Can you edit the lines below so that "even-odd rule" becomes "nonzero winding rule" wherever it occurs, with nothing else altered?
##############################
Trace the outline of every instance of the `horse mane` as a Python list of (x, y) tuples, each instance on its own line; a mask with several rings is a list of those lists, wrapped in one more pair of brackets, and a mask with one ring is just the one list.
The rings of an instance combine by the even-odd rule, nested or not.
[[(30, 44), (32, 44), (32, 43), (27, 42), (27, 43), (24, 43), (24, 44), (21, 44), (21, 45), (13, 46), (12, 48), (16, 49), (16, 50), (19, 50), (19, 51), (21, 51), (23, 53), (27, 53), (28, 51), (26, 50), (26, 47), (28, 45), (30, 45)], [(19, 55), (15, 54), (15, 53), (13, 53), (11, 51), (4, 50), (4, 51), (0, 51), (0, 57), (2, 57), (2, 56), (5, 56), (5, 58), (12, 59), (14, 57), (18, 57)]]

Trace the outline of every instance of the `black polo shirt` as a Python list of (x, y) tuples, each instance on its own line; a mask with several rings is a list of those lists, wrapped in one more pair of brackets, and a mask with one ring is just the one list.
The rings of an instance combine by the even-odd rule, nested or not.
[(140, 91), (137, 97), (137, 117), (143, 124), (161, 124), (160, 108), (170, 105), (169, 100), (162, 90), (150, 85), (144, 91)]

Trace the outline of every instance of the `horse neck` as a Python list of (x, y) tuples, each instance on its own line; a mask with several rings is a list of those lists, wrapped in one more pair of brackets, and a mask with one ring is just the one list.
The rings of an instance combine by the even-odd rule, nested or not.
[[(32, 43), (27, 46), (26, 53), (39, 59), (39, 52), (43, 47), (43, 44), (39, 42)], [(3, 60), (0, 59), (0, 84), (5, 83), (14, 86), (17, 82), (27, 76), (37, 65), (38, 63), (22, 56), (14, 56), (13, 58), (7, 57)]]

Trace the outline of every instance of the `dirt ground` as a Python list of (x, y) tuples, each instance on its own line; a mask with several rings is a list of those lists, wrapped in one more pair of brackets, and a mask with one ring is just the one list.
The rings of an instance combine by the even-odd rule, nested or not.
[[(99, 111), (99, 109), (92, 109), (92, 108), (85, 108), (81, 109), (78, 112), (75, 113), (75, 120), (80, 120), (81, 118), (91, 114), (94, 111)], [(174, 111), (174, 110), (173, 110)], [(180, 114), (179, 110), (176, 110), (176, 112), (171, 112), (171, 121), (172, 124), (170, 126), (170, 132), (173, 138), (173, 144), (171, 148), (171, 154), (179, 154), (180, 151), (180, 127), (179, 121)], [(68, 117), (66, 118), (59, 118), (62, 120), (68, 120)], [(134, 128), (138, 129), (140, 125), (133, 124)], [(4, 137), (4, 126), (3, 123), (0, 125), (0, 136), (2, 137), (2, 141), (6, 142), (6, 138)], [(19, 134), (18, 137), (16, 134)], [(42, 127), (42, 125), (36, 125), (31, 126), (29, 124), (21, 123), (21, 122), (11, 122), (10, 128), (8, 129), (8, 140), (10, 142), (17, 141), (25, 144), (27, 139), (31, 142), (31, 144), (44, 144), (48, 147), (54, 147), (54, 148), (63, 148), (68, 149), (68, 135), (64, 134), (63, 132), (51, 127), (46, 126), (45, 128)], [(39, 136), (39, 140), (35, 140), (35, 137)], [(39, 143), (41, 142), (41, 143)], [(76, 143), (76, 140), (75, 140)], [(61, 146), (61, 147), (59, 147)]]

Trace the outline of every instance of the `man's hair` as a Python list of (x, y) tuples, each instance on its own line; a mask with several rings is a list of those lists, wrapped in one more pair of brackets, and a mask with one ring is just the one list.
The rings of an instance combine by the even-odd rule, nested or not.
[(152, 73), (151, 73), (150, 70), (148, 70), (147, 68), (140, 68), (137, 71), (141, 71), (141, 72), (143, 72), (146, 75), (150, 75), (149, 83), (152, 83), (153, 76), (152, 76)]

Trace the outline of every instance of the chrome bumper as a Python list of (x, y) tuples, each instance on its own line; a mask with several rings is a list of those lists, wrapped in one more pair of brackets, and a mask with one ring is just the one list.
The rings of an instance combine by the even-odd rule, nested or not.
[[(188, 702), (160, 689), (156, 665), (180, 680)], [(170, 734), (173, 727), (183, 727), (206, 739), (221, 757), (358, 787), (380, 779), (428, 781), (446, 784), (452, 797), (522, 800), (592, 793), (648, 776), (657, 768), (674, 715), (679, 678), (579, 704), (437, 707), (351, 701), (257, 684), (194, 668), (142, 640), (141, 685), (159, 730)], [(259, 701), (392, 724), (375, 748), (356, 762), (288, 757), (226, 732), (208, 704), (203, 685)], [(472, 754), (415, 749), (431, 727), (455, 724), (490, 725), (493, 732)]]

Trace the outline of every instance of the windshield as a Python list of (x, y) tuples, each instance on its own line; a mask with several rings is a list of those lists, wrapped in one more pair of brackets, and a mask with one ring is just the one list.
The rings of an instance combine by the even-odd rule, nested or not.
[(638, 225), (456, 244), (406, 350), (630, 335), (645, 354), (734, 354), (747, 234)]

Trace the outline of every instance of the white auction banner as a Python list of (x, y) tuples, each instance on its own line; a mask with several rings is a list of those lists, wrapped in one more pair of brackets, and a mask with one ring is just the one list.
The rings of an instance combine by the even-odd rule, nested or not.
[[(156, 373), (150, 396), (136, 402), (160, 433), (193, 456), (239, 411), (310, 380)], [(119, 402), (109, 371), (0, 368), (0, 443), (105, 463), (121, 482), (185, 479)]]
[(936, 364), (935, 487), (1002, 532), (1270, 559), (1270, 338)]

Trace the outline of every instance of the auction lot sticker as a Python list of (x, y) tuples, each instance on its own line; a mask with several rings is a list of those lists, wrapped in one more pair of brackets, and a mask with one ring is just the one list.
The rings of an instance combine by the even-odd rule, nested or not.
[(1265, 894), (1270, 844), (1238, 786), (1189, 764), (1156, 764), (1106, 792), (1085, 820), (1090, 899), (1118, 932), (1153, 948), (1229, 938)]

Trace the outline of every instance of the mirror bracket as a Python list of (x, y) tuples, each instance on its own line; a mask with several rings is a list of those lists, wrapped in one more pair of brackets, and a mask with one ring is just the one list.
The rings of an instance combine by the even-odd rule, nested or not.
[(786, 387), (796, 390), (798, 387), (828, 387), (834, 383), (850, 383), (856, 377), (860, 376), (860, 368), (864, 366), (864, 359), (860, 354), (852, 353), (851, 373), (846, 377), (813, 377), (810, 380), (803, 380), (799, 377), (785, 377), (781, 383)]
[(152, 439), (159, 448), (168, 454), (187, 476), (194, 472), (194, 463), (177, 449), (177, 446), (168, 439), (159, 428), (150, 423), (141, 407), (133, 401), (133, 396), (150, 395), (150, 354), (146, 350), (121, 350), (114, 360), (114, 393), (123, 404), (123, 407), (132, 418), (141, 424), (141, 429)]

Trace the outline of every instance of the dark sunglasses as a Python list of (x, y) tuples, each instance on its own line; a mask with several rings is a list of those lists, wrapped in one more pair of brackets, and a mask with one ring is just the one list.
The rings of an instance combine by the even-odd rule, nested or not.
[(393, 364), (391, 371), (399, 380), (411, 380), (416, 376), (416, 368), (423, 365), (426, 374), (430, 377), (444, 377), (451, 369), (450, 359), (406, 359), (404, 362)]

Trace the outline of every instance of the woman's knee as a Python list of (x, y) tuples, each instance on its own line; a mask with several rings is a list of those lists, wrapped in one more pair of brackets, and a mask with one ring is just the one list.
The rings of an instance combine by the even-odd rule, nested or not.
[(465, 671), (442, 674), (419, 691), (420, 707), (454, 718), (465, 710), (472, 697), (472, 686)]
##############################
FINISHED TASK -
Trace the outline of every instance of the `horse mane` as a Python list of (x, y) tuples, each instance on its own line; a mask with several rings is a list of those lists, wrapped in one more pair of brackets, and a mask with one ring is just the one list.
The rings of an instance combine by the nonzero winding rule, nested or not.
[[(30, 44), (32, 44), (32, 43), (27, 42), (27, 43), (24, 43), (24, 44), (21, 44), (21, 45), (13, 46), (12, 48), (16, 49), (16, 50), (19, 50), (19, 51), (21, 51), (23, 53), (27, 53), (28, 51), (26, 50), (26, 47), (28, 45), (30, 45)], [(19, 55), (15, 54), (15, 53), (13, 53), (11, 51), (4, 50), (4, 51), (0, 51), (0, 57), (2, 57), (2, 56), (5, 56), (5, 58), (12, 59), (14, 57), (18, 57)]]

Trace the outline of every instance of the `black polo shirt` as a Python list of (x, y) tuples, each instance on its own line; a mask with several rings is a list of those lists, wrapped in one more pair of brackets, and a mask with one ring is just the one list.
The rings of an instance combine by the nonzero winding rule, nested or not.
[(140, 91), (137, 97), (137, 117), (143, 124), (161, 124), (160, 108), (170, 105), (169, 100), (162, 90), (150, 85), (144, 91)]

Trace the outline of every instance of the `horse neck` as a Python list of (x, y) tuples, each instance on its own line; a mask with several rings is a list of those lists, wrapped in one more pair of brackets, and a mask with one ring is just the one list.
The rings of an instance combine by the nonzero winding rule, nested or not.
[[(32, 43), (27, 46), (26, 53), (39, 59), (39, 52), (43, 47), (43, 44), (39, 42)], [(3, 60), (0, 59), (0, 84), (5, 83), (14, 86), (17, 82), (27, 76), (37, 65), (38, 63), (22, 56), (14, 56), (13, 58), (7, 57)]]

Trace the outline of every instance of the `dirt ground` as a Python list of (x, y) tuples, each instance on its own line; a mask with several rings is a list of those lists, wrapped in one more pair of brackets, and a mask with one ring is just the one list.
The rings of an instance combine by the nonzero winding rule, nested or not.
[[(99, 111), (99, 109), (92, 109), (92, 108), (85, 108), (81, 109), (78, 112), (75, 113), (75, 120), (80, 120), (81, 118), (91, 114), (94, 111)], [(174, 111), (174, 110), (173, 110)], [(180, 114), (179, 110), (176, 110), (176, 112), (171, 112), (171, 121), (172, 124), (170, 126), (170, 132), (173, 138), (173, 144), (171, 148), (171, 154), (179, 154), (180, 151), (180, 127), (179, 121)], [(68, 117), (66, 118), (59, 118), (62, 120), (68, 120)], [(134, 128), (138, 129), (140, 125), (133, 124)], [(4, 137), (4, 126), (3, 123), (0, 125), (0, 136), (2, 137), (2, 141), (6, 142), (6, 138)], [(19, 134), (18, 137), (16, 134)], [(42, 127), (42, 125), (36, 125), (31, 126), (29, 124), (21, 123), (21, 122), (11, 122), (10, 128), (8, 129), (8, 140), (10, 142), (17, 141), (25, 144), (27, 139), (31, 142), (31, 144), (44, 144), (48, 147), (54, 147), (54, 148), (63, 148), (68, 149), (68, 135), (64, 134), (63, 132), (51, 127), (46, 126), (45, 128)], [(39, 136), (39, 140), (35, 140), (35, 137)], [(39, 143), (41, 142), (41, 143)], [(76, 143), (76, 140), (75, 140)], [(61, 146), (61, 147), (59, 147)]]

Trace the outline of every instance of the `man's hair` as a Python list of (x, y) tuples, each instance on its own line; a mask with several rings is a list of those lists, wrapped in one more pair of brackets, and a mask with one ring is just the one list.
The rings of an instance combine by the nonzero winding rule, nested or not.
[(152, 73), (151, 73), (150, 70), (148, 70), (147, 68), (140, 68), (137, 71), (141, 71), (141, 72), (143, 72), (146, 75), (150, 75), (149, 83), (152, 83), (153, 76), (152, 76)]

Trace the outline of every instance of the chrome bumper as a Python list of (x, y) tuples, each instance on its own line; a mask with several rings is a list of those lists, wrapped in one more pair of brackets, and a mask with one ring is just the one list.
The rings of an instance combine by the nonzero winding rule, nested or not.
[[(188, 702), (160, 689), (156, 665), (180, 680)], [(170, 734), (173, 727), (183, 727), (206, 739), (221, 757), (358, 787), (380, 779), (428, 781), (446, 784), (452, 797), (522, 800), (592, 793), (648, 776), (657, 768), (674, 715), (679, 678), (579, 704), (437, 707), (351, 701), (257, 684), (194, 668), (142, 640), (141, 685), (159, 730)], [(259, 701), (392, 724), (375, 748), (356, 762), (288, 757), (226, 732), (208, 704), (203, 685)], [(472, 754), (415, 749), (431, 727), (455, 724), (490, 725), (493, 732)]]

Trace the outline of every instance of the windshield as a Python list of (x, y) tuples, each instance on its own line; a mask with several rings is a list of those lists, wrapped in one more pair of brackets, and a mask with one ring is just the one list.
The rings of an instance combine by the nonzero winding rule, nested or not.
[(638, 225), (456, 244), (406, 350), (630, 335), (645, 354), (734, 354), (747, 234)]

Trace the outline of every instance of the white auction banner as a Python list of (x, y) tuples, each instance on its own line; a mask with several rings is a list of those lists, wrapped in one more pair of brackets, and a mask with one ring is just the one list.
The rings of an instance combine by the nonzero winding rule, nested or not.
[[(156, 373), (150, 396), (136, 402), (160, 433), (193, 456), (239, 411), (310, 380)], [(119, 402), (109, 371), (0, 368), (0, 443), (105, 463), (121, 482), (185, 479)]]
[(936, 364), (935, 487), (1002, 532), (1270, 559), (1270, 338)]

Trace the outline of every instance of the auction lot sticker as a Python list of (x, y) tuples, each instance on its own line; a mask with several rings is a list of those lists, wrapped in one more pair of brackets, and a mask with one ring is just the one list.
The rings of an instance combine by the nonzero winding rule, nested or not.
[(1265, 894), (1270, 844), (1238, 786), (1189, 764), (1156, 764), (1106, 792), (1085, 820), (1090, 899), (1118, 932), (1153, 948), (1229, 938)]

Trace the outline of every instance of the mirror bracket as a Python list of (x, y) tuples, each instance on its own line; a mask with several rings is a list of those lists, wrapped in one more pair of brackets, and a mask with one ring is just the one list.
The rings of an instance combine by the nonzero winding rule, nested or not.
[(786, 387), (796, 390), (798, 387), (828, 387), (834, 383), (850, 383), (856, 377), (860, 376), (860, 368), (864, 366), (864, 359), (860, 354), (852, 353), (851, 373), (846, 377), (813, 377), (810, 380), (803, 380), (799, 377), (785, 377), (781, 383)]
[(152, 439), (159, 448), (168, 454), (187, 476), (194, 472), (194, 463), (177, 449), (177, 446), (168, 439), (159, 428), (150, 423), (141, 407), (133, 401), (133, 396), (150, 395), (150, 354), (146, 350), (121, 350), (114, 360), (114, 393), (123, 404), (123, 407), (132, 418), (141, 424), (141, 429)]

Trace the outline of every instance of the dark sunglasses as a Python list of (x, y) tuples, each instance on its own line; a mask with several rings is a list of those lists, wrapped in one more pair of brackets, and a mask with one ring is just the one list.
The rings of an instance combine by the nonzero winding rule, nested or not.
[(393, 364), (391, 371), (399, 380), (411, 380), (416, 376), (416, 368), (423, 365), (426, 374), (430, 377), (444, 377), (451, 369), (450, 359), (406, 359), (404, 362)]

Trace the outline of every instance of the woman's knee as a Python list of (x, y) tuples, each instance on its own line; a mask with several rings is a list of those lists, wrapped in one more pair of brackets, and a mask with one ring is just the one list.
The rings of an instance combine by the nonzero winding rule, nested or not.
[(465, 671), (442, 674), (419, 691), (420, 707), (454, 718), (465, 710), (472, 697), (472, 686)]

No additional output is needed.